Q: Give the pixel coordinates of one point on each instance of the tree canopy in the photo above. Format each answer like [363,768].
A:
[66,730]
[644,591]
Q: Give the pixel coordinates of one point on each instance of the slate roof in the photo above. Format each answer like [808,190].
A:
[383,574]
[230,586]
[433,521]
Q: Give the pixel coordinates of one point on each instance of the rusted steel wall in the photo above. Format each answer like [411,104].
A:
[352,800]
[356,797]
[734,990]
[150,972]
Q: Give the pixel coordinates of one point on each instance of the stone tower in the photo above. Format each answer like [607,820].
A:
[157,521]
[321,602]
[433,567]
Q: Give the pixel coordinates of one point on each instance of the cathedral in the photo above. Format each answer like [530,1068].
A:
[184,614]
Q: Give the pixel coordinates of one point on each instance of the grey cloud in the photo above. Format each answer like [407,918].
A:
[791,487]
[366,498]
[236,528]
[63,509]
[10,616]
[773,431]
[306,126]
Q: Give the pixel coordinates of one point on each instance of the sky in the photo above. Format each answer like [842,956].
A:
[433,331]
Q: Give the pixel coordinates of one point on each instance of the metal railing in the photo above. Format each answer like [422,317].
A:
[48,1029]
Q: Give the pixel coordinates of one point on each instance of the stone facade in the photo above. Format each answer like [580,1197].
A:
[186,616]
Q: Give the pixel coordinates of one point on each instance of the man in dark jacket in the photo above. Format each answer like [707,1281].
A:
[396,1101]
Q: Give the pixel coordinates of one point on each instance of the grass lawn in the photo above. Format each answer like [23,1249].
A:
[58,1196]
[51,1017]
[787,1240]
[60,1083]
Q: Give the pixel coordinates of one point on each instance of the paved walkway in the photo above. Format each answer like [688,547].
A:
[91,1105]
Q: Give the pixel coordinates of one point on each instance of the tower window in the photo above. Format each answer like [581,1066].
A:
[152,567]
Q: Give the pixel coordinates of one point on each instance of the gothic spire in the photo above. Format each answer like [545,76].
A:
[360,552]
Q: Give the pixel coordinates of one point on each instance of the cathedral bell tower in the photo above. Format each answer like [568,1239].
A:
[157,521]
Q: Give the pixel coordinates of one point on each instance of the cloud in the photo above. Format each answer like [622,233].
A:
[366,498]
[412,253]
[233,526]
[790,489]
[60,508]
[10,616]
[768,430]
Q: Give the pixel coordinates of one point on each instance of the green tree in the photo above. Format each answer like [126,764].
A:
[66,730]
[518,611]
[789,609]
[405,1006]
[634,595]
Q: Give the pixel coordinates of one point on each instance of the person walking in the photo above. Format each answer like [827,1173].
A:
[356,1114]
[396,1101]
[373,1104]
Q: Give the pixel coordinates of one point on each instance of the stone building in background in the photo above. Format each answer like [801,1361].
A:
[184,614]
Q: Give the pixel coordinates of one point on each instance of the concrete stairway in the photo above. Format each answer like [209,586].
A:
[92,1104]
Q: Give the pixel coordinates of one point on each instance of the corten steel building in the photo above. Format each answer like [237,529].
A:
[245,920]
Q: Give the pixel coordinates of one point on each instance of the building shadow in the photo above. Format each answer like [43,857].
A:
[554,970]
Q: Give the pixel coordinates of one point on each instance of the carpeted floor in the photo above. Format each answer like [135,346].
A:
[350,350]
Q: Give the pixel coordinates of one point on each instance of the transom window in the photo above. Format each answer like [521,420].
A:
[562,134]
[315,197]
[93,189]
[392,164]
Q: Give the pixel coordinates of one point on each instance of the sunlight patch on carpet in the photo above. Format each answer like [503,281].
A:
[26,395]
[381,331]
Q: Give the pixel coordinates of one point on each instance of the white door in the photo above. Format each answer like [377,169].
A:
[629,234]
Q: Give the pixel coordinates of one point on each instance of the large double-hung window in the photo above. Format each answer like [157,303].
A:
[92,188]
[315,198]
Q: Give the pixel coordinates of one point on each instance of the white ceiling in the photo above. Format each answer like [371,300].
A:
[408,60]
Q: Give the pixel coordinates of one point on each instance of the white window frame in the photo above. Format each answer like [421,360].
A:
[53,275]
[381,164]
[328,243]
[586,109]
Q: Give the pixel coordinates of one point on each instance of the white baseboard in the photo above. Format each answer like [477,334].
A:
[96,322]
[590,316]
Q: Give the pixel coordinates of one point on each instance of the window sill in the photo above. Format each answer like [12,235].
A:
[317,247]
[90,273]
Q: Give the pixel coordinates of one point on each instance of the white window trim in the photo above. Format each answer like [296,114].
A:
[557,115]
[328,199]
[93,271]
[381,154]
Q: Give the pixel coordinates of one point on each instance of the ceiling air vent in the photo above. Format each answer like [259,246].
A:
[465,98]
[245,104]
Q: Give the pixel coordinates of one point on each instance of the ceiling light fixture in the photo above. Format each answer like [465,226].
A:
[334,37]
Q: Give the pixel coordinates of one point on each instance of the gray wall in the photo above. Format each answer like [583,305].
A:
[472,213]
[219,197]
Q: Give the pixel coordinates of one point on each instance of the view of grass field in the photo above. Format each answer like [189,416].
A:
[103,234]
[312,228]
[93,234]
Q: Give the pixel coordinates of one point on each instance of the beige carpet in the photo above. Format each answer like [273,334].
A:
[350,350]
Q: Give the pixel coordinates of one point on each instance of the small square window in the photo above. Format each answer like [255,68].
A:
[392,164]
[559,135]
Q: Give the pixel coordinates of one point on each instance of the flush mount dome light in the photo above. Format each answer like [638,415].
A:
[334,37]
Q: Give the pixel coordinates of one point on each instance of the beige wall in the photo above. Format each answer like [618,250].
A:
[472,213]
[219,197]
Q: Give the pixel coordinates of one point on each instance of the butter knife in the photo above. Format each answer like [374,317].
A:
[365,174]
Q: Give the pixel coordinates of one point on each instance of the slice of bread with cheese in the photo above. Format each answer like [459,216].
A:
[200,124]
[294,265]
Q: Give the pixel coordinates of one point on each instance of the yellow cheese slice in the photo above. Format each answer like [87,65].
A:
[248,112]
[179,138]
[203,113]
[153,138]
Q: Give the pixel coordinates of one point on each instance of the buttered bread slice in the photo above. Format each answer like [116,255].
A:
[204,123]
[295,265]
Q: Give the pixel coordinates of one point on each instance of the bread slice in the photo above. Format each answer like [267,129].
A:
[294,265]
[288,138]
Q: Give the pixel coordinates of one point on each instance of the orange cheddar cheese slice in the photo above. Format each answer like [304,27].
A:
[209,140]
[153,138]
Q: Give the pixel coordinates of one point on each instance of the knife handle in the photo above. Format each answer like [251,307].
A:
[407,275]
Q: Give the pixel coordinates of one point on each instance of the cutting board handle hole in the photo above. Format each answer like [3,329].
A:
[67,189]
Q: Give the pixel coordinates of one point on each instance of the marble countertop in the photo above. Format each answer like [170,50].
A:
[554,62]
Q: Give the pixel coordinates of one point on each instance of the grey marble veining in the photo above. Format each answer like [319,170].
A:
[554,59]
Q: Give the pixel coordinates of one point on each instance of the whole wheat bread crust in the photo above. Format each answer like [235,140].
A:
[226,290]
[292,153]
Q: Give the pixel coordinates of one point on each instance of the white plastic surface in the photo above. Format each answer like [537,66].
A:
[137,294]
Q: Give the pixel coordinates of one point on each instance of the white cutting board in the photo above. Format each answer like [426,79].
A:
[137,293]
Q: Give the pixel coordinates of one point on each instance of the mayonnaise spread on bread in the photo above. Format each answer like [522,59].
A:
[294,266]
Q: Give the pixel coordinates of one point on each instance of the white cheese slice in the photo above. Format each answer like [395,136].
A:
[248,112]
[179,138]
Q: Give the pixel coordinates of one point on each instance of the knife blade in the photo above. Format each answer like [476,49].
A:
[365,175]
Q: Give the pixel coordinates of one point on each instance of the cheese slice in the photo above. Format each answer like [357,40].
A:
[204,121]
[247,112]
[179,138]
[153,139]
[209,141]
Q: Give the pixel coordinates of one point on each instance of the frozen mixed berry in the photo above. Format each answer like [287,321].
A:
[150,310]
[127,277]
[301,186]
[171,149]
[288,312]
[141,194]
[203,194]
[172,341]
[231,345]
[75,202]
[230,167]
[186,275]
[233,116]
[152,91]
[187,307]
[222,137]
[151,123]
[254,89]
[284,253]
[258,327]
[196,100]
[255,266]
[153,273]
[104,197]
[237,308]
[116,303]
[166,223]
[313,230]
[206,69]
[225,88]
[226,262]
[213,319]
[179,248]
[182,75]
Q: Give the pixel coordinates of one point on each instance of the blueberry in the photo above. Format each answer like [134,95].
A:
##########
- WHAT THE EXERCISE ASKS -
Repeat, with no changes, each line from the one with "answer like [395,136]." to the end of the listing, including both ends and nothing else.

- ANSWER BELOW -
Q: Give the pixel coordinates of one point on each instance of the white cheese slice in the photo above. Format each answer like [395,136].
A:
[248,112]
[179,138]
Q: Give the pixel coordinates of one point on each instance of the knife blade in the photo above. Format each answer like [476,49].
A:
[365,175]
Q: Give the pixel coordinates of one point on each instance of the cheese slice in the photo above. Format each answer like [357,40].
A:
[204,121]
[247,112]
[179,138]
[153,139]
[209,141]
Q: Give the pixel coordinates of one point on each instance of the frozen mixed berry in the photo above. Format each answer like [287,321].
A:
[150,310]
[127,277]
[301,186]
[171,149]
[288,312]
[141,194]
[203,194]
[172,341]
[231,345]
[75,202]
[230,167]
[186,275]
[233,116]
[152,91]
[187,307]
[222,137]
[151,123]
[254,89]
[284,253]
[258,327]
[196,100]
[255,266]
[153,273]
[104,197]
[237,308]
[116,303]
[166,223]
[313,230]
[206,69]
[225,88]
[226,262]
[213,319]
[179,248]
[182,75]
Q: Give the pixel coordinates of one point on each instance of the blueberry in the photo above. Format each answer like [134,95].
A:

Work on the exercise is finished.